> Stored rows:
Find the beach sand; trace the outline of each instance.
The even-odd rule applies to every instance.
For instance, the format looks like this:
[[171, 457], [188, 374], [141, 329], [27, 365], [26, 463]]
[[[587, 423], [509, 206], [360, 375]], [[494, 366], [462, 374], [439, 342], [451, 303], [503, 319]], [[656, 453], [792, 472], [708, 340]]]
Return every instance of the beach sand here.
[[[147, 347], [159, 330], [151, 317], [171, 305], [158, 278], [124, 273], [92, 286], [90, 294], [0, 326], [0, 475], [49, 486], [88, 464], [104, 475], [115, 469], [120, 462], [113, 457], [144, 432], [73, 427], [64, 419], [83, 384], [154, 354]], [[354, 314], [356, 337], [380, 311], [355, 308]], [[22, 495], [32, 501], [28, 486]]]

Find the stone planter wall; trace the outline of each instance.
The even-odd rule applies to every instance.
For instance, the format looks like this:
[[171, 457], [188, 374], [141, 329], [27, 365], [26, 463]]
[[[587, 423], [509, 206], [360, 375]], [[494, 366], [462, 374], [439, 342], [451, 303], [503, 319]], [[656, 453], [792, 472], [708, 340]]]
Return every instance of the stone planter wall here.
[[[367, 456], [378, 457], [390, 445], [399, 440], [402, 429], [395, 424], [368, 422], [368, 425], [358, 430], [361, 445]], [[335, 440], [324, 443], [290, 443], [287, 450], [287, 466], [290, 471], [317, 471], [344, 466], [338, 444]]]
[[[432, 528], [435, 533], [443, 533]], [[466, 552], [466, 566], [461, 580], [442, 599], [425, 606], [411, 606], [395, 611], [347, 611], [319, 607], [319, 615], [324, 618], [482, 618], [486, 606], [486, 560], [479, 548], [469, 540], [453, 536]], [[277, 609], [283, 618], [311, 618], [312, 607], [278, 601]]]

> The task: Reproduce the data above, swapping every "trace" for "draw" and changing nothing else.

> Solution to this problem:
Find the beach sand; draw the outline of each instance.
The even-odd rule applies to every instance.
For instance, the format looks like this:
[[171, 457], [188, 374], [141, 329], [27, 365], [26, 463]]
[[[587, 423], [509, 206], [360, 375]], [[494, 366], [462, 374], [439, 342], [451, 303], [503, 319]], [[656, 453], [792, 472], [708, 340]]]
Return every instance of the beach sand here.
[[[147, 347], [159, 330], [151, 317], [171, 305], [158, 278], [124, 273], [92, 286], [90, 294], [0, 326], [0, 475], [49, 486], [88, 464], [104, 475], [115, 469], [120, 462], [113, 457], [144, 432], [73, 427], [64, 419], [83, 384], [154, 354]], [[354, 314], [356, 337], [380, 311], [355, 308]], [[22, 495], [32, 501], [28, 486]]]

Find the stone planter wall; draw the outline of each instance.
The even-odd rule applies to every instance.
For instance, the format looks like this:
[[171, 457], [188, 374], [141, 329], [27, 365], [26, 463]]
[[[587, 423], [509, 206], [360, 375]], [[494, 366], [462, 374], [439, 342], [451, 303], [503, 319]], [[656, 453], [792, 472], [708, 340]]]
Return every instance of the stone planter wall here.
[[[367, 456], [378, 457], [390, 445], [399, 440], [402, 429], [395, 424], [368, 422], [368, 425], [358, 430], [361, 445]], [[335, 440], [324, 443], [290, 443], [287, 450], [287, 466], [290, 471], [317, 471], [344, 466], [338, 444]]]
[[[432, 528], [435, 533], [443, 533]], [[466, 552], [466, 566], [461, 580], [442, 599], [425, 606], [411, 606], [395, 611], [347, 611], [319, 607], [319, 615], [324, 618], [482, 618], [486, 606], [486, 560], [479, 548], [469, 540], [453, 536]], [[277, 609], [283, 618], [311, 618], [312, 607], [278, 601]]]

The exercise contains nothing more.